■ Problem A
From the article on Amos Oz, list every member of Oz's family whom the article identifies by name.
■ Problem B
Continue the article on Amos Oz from the point where it stops.

■ Provided text
+++++
Amos Oz: A Posthumous Tragedy

Long before I became a rabbi and a scholar, my first encounter with mystical texts was through the early prose of Amos Oz. It included seminal and soul-stirring stories such as “Unto Death,” a mystical story about the Crusades; “Late Love,” a riveting tale about cosmic longings and universal solitude; and “Touch the Water, Touch the Wind,” a metaphysical novel about genius and survival.

Enchanted and bewitched by Oz’s verbal virtuosity, I wrote to him from London — my place of residence at the time — and Oz responded to me with depth and generosity of heart. Later on, we were able to briefly interact in person during one of my summer visits to Israel.

Amos Oz was an injured soul. His mother took her own life when he was twelve, and his relationship with his father was thereafter severed for life. As an orphan, Oz moved to a kibbutz, changed his name and turned his inner pain into literary genius. Oz passed away in December 2018, at the age of seventy nine, after a battle with cancer. He authored more than thirty books, was translated into thirty five languages and was the recipient of numerous national and international awards. He was shortlisted several times for the Nobel Prize in literature.

Amos Oz was also, in the eyes of many, the beautiful Israeli. A secular prophet of left-wing Zionism, he was a stunning combination of world-class literary genius, humanistic conscience, overflowing charisma and dazzling external beauty. Rabbi Lord Jonathan Sacks called Amos Oz “The most expressive man I ever met.”

Earlier this week, Oz’s second daughter, Galia Oz, published a scathing memoir in which she accuses her late father of systemic physical and verbal abuse throughout her childhood. She also claims to have witnessed her father beating her mother in front of her on a couple of occasions.

This sordid affair facilitated a veritable cultural earthquake in Israel this week. The dissonance between Oz’s external persona and the accusations leveled against him by his own daughter is simply mind-numbing and heart crushing.

Oz’s widow, Mrs. Nili Oz, and Oz’s two other children, Fania and Daniel, recall an “astoundingly different” father and husband — loving, attuned, sensitive and caring. However, they will not explicitly deny the veracity of the claims made by their sister Galia.

This is an unspeakable tragedy — first and foremost for Galia Oz and the entire Oz family and secondarily for all those who loved and admired this unique artist and visionary. It is also a stunning real-life parable about the prospective darkness inherent in the human soul and the complexities of man.
+++++
■ Extracted data
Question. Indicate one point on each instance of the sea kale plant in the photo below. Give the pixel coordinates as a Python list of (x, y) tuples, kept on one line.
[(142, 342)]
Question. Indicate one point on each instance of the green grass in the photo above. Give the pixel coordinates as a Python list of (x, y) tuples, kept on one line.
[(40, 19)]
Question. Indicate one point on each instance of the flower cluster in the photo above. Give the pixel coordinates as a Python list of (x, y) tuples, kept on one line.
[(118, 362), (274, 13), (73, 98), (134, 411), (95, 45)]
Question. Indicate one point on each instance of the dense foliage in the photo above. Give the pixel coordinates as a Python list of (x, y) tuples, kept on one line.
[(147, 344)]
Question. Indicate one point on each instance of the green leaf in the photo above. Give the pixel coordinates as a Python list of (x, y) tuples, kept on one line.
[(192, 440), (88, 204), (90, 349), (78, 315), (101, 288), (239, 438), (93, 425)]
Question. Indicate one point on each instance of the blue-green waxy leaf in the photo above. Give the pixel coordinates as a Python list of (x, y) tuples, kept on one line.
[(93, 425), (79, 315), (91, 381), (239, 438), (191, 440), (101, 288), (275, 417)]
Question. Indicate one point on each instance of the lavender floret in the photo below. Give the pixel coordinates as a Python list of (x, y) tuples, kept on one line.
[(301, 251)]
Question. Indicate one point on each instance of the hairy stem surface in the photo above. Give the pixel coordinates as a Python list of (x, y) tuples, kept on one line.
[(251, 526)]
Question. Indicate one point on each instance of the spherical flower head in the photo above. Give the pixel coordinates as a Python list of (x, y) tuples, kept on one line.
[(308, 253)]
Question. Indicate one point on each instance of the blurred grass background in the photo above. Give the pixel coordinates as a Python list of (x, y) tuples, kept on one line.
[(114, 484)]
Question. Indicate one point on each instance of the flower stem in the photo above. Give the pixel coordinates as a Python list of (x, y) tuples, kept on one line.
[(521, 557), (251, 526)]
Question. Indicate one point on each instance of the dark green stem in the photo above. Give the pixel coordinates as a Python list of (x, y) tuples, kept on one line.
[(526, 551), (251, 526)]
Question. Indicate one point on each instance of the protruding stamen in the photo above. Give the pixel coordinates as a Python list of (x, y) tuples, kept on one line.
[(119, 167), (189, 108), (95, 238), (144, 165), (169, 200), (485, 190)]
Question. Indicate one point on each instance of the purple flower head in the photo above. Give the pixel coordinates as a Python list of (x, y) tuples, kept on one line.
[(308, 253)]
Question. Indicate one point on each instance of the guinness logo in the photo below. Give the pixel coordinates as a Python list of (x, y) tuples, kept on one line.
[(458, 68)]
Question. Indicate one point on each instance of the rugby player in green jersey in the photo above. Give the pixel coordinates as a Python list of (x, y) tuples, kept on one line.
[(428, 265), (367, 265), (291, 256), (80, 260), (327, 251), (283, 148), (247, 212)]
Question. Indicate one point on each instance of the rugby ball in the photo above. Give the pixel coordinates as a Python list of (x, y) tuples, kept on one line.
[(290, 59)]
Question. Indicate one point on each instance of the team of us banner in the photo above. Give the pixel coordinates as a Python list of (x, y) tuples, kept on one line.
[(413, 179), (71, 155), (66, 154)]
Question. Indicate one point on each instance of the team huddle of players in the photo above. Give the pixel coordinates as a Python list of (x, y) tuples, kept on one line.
+++++
■ Reply A
Galia Oz, Nili Oz, Fania, Daniel

■ Reply B
It is a stunning real-life parable about the prospective darkness inherent in the human soul.

Ten Passovers ago, my friend and colleague Rabbi David Wolpe delivered an existentially ingenious sermon entitled “Brokenness.” In this sermon, Wolpe spoke about how we humans hide pervasive facets of our lives from others at times. The problem with that, reminded Wolpe, is that “if you hide — then no one will know you.” Wolpe went on to say that our cultural heroes of decades past were akin to “untarnished gods,” but that “it is better now,” when we can see our heroes in their all-too-human three-dimensional existence.

Finally, teaches Rabbi Wolpe, the antidote to brokenness (and we are all broken to varying degrees, and we all have facets of ourselves that we are not too proud of to varying degrees) “is acceptance, is love.”

Galia Oz says she wrote her shocking memoir for two reasons. First — to empower other people who grew up in similar life circumstances to cope better, to break the prison of their silence and to come to grips with their trauma and pain. Second — Galia Oz felt that her parents utterly declined to recognize her pain and its validity. Her mother told her that she had “an ordinary childhood.” It is not for us to judge the dynamics of the Oz family, nor is it our business to do so. Having said that, there is a universal lesson to be learned here about the intricacies of the human condition.

When Oprah Winfrey finished her show, she was asked what she learned about humanity after having conversed with people from all walks of life. Oprah responded by saying: “I learned that everybody has a story and that everybody wants to be heard.”

Philosopher Charles Taylor has written much about recognition in a cultural context. Recognition is also oxygen for the soul on the interpersonal realm. Perhaps this whole fiasco would not have transpired had Galia Oz felt that her pain was genuinely and compassionately recognized and lovingly affirmed by her parents.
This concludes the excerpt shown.